> Your objective
Repeat precisely, and only, the lines between the line containing "of the crumpled" and the end of the listing below, both ends included.

> Entries
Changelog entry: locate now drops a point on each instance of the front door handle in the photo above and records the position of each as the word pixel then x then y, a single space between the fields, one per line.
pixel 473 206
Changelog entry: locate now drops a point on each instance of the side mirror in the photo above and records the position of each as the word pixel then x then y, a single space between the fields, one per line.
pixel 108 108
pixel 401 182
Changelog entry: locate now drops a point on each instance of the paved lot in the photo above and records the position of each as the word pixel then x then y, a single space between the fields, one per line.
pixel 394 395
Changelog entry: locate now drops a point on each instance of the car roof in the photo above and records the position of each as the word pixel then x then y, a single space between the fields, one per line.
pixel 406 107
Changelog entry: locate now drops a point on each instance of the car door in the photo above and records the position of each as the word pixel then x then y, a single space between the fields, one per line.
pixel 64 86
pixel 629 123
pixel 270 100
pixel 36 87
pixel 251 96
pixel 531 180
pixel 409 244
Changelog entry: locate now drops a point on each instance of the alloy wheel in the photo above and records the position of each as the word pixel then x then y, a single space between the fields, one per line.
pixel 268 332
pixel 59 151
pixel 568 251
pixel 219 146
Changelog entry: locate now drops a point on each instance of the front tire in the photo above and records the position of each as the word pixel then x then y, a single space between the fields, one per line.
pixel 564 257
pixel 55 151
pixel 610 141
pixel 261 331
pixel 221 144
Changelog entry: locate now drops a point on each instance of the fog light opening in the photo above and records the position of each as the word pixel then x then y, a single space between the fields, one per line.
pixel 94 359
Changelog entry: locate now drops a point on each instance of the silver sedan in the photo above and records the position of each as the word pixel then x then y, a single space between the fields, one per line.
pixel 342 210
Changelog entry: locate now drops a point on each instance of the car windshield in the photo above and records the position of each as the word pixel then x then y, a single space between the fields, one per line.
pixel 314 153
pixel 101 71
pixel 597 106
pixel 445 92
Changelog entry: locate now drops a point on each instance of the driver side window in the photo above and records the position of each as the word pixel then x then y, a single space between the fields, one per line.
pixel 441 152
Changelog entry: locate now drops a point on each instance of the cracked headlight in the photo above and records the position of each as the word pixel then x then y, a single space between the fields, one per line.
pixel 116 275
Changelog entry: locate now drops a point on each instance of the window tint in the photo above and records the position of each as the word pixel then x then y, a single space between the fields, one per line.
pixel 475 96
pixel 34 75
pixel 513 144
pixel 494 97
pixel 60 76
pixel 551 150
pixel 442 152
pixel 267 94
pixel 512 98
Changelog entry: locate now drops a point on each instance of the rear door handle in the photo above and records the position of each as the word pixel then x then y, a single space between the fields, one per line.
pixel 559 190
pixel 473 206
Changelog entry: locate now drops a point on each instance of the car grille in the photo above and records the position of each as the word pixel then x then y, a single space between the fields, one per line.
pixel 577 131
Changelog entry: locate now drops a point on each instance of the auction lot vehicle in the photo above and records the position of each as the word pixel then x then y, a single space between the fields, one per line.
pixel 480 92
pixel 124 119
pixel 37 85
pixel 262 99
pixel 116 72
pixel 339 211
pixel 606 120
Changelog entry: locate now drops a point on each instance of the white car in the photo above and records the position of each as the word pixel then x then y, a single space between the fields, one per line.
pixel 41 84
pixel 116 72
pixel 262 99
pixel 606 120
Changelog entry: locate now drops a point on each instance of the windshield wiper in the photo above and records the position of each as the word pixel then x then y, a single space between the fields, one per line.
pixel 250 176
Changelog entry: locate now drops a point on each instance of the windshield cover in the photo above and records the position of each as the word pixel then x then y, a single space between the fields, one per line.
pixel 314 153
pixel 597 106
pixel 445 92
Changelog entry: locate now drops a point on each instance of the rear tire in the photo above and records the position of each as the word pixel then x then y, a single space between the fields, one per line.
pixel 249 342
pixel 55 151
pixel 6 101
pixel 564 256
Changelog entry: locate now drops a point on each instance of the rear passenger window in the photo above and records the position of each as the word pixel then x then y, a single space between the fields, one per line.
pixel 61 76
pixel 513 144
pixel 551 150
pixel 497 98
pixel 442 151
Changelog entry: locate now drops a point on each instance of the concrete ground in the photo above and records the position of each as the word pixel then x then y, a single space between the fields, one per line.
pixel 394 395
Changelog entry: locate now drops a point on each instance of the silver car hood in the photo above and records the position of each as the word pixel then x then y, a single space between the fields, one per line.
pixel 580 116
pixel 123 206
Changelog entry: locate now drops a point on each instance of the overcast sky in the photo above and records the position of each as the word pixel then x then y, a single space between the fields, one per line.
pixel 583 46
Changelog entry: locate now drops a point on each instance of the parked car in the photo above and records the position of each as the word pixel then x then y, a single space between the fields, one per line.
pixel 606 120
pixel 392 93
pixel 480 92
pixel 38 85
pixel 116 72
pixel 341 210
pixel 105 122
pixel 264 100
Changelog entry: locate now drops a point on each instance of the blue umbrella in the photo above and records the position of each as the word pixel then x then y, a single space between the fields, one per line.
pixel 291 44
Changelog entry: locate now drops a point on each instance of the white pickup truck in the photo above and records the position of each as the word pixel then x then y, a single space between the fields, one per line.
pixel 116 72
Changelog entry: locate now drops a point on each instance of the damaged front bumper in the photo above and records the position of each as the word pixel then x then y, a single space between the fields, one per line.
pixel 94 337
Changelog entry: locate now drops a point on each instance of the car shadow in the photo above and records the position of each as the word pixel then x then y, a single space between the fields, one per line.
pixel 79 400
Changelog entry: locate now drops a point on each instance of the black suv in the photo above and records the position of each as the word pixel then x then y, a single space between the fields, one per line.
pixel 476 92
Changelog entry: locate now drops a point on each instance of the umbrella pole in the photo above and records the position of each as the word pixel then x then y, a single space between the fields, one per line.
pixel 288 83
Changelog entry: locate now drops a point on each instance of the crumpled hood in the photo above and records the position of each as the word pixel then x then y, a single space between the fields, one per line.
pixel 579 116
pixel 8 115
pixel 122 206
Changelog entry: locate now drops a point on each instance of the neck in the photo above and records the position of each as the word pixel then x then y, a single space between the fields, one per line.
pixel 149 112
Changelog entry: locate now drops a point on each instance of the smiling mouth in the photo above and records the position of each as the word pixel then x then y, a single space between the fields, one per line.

> Exercise output
Changelog entry: locate now drops a point on each instance of the crumpled hood in the photo above and records the position of each as the word pixel then x then y, a single space between the fields, one per line.
pixel 579 116
pixel 8 115
pixel 122 206
Changelog entry: locate now drops a point on each instance of the neck in the photo above and records the position of each as the word pixel then x then y, a single space between the fields, one per line.
pixel 149 112
Changelog entry: locate now drops a point on each instance of the smiling mouth in the photo above and records the position of each as the word pixel then x then y, a single space between the fields, one per line.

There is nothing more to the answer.